* WHAT IS NEEDED: List each line of the items below that contains the string "segment". Case counts.
** start RECORD SET **
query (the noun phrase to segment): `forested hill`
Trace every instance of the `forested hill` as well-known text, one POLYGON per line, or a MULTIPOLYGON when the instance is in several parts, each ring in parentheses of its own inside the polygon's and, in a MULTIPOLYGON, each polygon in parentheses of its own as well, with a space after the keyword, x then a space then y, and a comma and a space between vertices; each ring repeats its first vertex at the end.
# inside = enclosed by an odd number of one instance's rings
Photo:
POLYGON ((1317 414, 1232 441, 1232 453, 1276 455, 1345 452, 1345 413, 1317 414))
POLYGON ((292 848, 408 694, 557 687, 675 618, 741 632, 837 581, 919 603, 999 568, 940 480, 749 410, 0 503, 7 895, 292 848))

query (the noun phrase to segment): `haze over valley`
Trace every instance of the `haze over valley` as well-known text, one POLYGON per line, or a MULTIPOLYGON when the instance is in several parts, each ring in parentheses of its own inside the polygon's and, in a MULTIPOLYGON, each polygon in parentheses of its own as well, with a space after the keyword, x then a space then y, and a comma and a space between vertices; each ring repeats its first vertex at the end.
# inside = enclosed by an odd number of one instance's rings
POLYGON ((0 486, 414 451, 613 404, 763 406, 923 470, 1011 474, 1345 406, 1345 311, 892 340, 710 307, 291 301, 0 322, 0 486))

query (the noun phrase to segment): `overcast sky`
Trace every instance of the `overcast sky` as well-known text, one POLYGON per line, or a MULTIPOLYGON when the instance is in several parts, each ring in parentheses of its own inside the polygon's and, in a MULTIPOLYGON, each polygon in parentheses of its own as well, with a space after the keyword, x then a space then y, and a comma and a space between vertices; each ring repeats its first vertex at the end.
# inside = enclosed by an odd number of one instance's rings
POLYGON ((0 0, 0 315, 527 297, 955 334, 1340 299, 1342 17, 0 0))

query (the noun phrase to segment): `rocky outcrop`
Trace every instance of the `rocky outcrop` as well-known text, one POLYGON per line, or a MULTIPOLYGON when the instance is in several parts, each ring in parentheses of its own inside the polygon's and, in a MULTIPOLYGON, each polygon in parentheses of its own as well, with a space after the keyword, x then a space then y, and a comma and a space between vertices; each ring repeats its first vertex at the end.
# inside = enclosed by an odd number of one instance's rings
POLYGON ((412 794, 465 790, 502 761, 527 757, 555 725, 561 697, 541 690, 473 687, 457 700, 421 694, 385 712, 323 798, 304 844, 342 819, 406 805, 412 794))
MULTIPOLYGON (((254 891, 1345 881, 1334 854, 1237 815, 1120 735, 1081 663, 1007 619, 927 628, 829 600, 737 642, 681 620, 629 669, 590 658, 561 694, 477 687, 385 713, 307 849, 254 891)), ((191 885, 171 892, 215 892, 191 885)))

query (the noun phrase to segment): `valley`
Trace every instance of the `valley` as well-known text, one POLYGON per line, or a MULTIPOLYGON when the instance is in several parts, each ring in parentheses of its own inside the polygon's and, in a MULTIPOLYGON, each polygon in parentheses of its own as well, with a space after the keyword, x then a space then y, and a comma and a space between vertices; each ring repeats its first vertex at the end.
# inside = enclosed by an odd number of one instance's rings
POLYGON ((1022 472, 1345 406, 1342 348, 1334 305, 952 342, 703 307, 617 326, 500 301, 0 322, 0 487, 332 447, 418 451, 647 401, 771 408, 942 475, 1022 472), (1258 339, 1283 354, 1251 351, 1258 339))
** end RECORD SET **
* FULL ANSWER:
query (the noun phrase to segment): `forested hill`
query (the noun phrase to segment): `haze over valley`
query (the noun phrase to segment): `overcast sky`
query (the noun phrase to segment): `rocky outcrop`
query (the noun phrase to segment): `valley`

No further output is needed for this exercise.